Extracted information:
..........

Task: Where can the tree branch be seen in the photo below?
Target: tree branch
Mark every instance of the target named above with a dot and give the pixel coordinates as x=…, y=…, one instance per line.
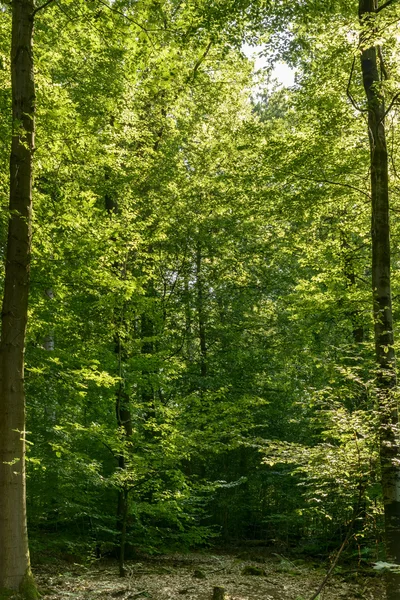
x=349, y=95
x=387, y=3
x=42, y=6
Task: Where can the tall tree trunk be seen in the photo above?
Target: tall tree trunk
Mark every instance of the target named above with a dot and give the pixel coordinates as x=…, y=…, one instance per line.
x=200, y=313
x=14, y=552
x=381, y=290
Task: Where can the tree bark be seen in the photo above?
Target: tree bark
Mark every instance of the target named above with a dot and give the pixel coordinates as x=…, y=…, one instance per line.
x=381, y=291
x=200, y=313
x=14, y=552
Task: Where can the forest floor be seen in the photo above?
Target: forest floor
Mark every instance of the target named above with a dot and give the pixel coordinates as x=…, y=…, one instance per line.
x=193, y=577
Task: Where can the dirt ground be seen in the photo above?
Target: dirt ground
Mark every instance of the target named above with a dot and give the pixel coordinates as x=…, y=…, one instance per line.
x=194, y=576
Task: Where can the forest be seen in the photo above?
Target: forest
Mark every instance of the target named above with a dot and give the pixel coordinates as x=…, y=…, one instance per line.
x=200, y=283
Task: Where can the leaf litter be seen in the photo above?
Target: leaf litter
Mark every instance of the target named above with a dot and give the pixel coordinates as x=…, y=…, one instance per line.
x=177, y=576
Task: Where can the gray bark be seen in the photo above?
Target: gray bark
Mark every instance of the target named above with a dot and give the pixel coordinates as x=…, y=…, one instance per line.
x=381, y=291
x=14, y=553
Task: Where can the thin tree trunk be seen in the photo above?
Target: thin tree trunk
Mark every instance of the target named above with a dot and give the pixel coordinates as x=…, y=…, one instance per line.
x=200, y=313
x=14, y=552
x=381, y=289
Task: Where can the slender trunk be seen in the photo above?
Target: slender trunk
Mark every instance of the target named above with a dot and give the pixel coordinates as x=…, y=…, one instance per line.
x=14, y=552
x=124, y=420
x=200, y=314
x=381, y=289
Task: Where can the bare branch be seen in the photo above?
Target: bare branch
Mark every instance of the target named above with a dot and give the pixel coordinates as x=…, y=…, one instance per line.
x=349, y=95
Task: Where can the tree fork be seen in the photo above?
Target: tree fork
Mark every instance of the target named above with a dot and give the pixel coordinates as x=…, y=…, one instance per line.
x=15, y=575
x=381, y=291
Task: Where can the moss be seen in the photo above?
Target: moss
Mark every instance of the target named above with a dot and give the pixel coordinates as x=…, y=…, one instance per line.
x=27, y=588
x=6, y=594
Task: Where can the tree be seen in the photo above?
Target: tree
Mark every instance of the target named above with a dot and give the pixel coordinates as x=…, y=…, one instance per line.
x=373, y=74
x=14, y=553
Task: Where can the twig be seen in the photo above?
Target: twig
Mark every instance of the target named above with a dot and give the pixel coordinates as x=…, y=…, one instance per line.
x=329, y=573
x=390, y=105
x=329, y=182
x=42, y=6
x=387, y=3
x=349, y=95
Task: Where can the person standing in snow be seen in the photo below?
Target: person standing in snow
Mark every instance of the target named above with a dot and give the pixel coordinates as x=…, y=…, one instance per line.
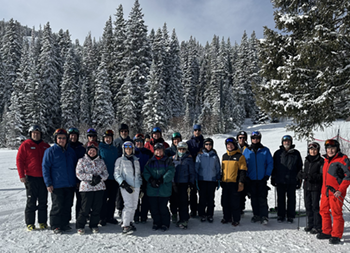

..........

Problem to work on: Swap each occurrence of "photo" in the lines above for "image" and write all the lines out again with nothing else changed. Leave the pictures out.

Expected answer:
Task: Where can the tree branch be seen in the image below?
Target: tree branch
Mark every instance of the target named above with a dot and give the pixel coordinates as x=…, y=…, one instance per line.
x=349, y=95
x=387, y=3
x=42, y=6
Task: Where can the tall tree trunk be seen in the image above?
Target: tall tree trunk
Mark every instance of the target named above with a dot and give the pixel coordinates as x=…, y=…, one instance per line.
x=200, y=313
x=14, y=552
x=381, y=290
Task: Where can the tree bark be seen in the image above?
Target: tree bark
Mark every instance of the target named above with a dot and give the pixel coordinates as x=…, y=…, one instance per line.
x=381, y=291
x=200, y=313
x=14, y=552
Task: Where can the forest floor be seen in the image above?
Target: forest floor
Mark every instance of the target named above with a dot and give the pixel coordinates as x=…, y=…, one instance per line.
x=193, y=577
Task: Where can the dirt ground be seen in the image above?
Target: dirt ground
Mark every instance of the target named above with a dot and give the pixel coordinates as x=…, y=…, one instance per line.
x=194, y=576
Task: Where can the forest be seen in the image above?
Target: forest
Mark every instance of the target named above with a dot and give the pixel coordinates as x=…, y=…, one instance per line.
x=200, y=283
Task: Where can the leaf litter be seen in the image above?
Target: leaf litter
Mark every instance of the target named above with a dot and give the pixel coordinates as x=…, y=…, one instance per line.
x=177, y=576
Task: Where can the gray bark be seen in the image above?
Target: gray bark
Mark every instance of the target named above with a dot and give the pixel coordinates as x=…, y=…, one instance per line.
x=381, y=291
x=14, y=553
Task: Where can the thin tree trunk be seen in the image above?
Target: thin tree trunk
Mark every instance of the target named above with a dot and give the pixel coordinates as x=…, y=…, one instance per line.
x=200, y=313
x=14, y=552
x=381, y=289
Task: Where can the slender trunk be seen in the image above?
Target: slender trunk
Mark every instance of the target named above with a dot and give the pixel coordinates as x=…, y=…, one instance per line.
x=14, y=552
x=124, y=420
x=200, y=314
x=381, y=289
Task: Where can the bare branch be seen in the image above?
Target: bare branch
Mark every instance of the target named above with a dot and give the pixel coordinates as x=…, y=…, one instance per line.
x=349, y=95
Task: Where can the tree fork be seen in the image above?
Target: tree fork
Mark every instance of the target named above with a dot and give the pixel coordinates as x=…, y=…, one instance per line.
x=15, y=575
x=381, y=291
Task: Where can the moss be seen in the image above?
Target: moss
Mark every instance of the target named above with a dot and give the pixel coordinates as x=…, y=…, one instance per line.
x=27, y=588
x=6, y=594
Task: Where can the tree be seen in the image above?
Target: tree
Mark every instance of the target named above with a dot and give the pixel coordinates as x=…, y=…, one instance per line.
x=373, y=74
x=14, y=553
Task: Where can the twig be seen in the image above?
Target: twig
Mark every instance of the target named above with a dot and give the pixel coordinates as x=…, y=…, one instance per line.
x=329, y=573
x=390, y=105
x=329, y=182
x=42, y=6
x=387, y=3
x=349, y=95
Task: Where can the person standing in snow be seen in the image below?
Target: person standing in snow
Mark every instance of the target named above with a dot and give the pixel coordinates as x=…, y=…, one instance per line.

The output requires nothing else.